• [Written task]: Render the material below as a two-column CSV with the headers instruction and output. Use one row per entry: put its text in instruction and its answer in output, each in a single quoted field with line breaks replaced by spaces, and omit the pictures.

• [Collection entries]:
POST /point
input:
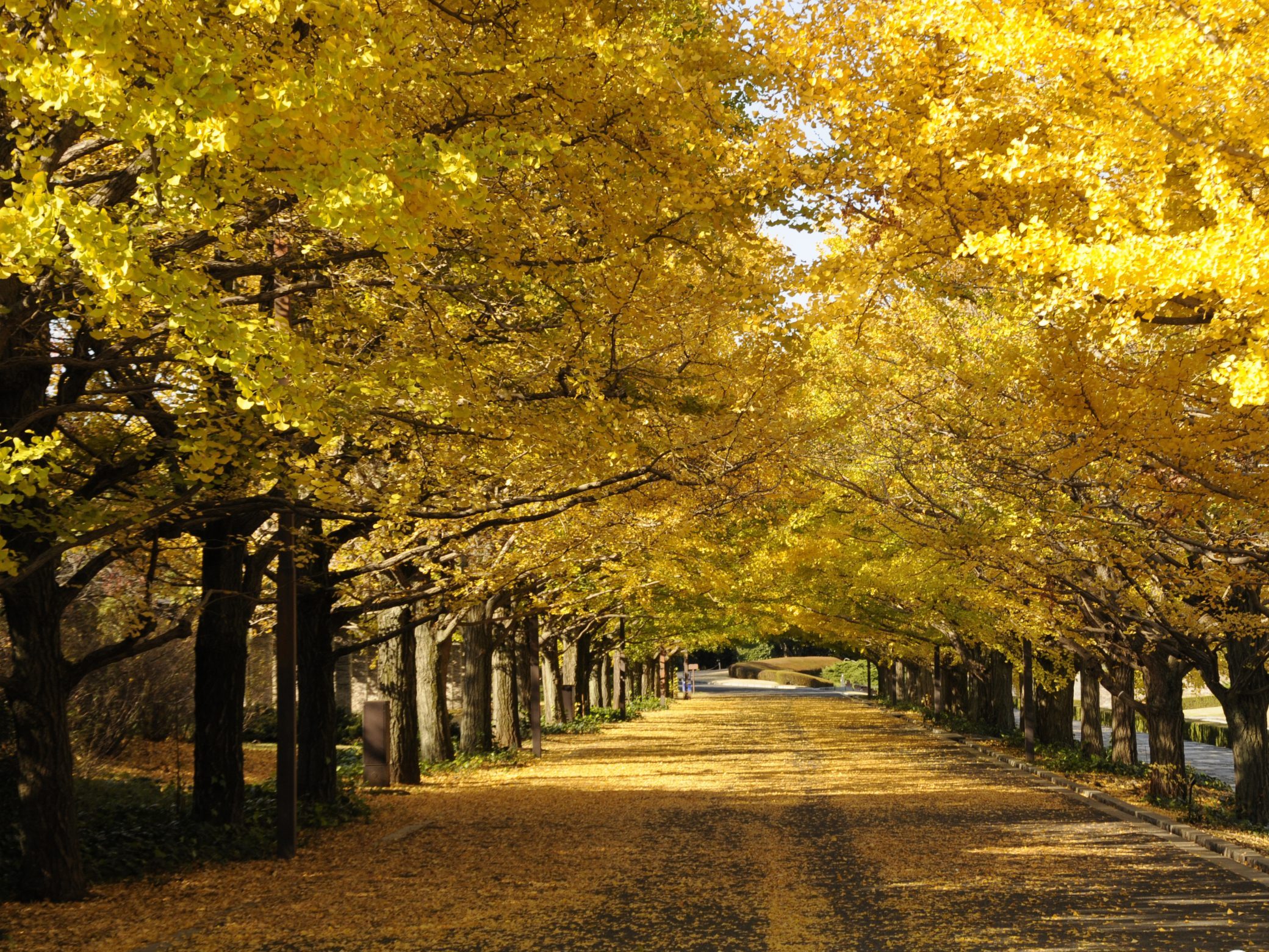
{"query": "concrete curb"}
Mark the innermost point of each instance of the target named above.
(1229, 851)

• [Answer in full]:
instruction,output
"POST /point input: {""query"": ""concrete curb""} Mark the innermost point of each instance of the target named above.","(1229, 851)"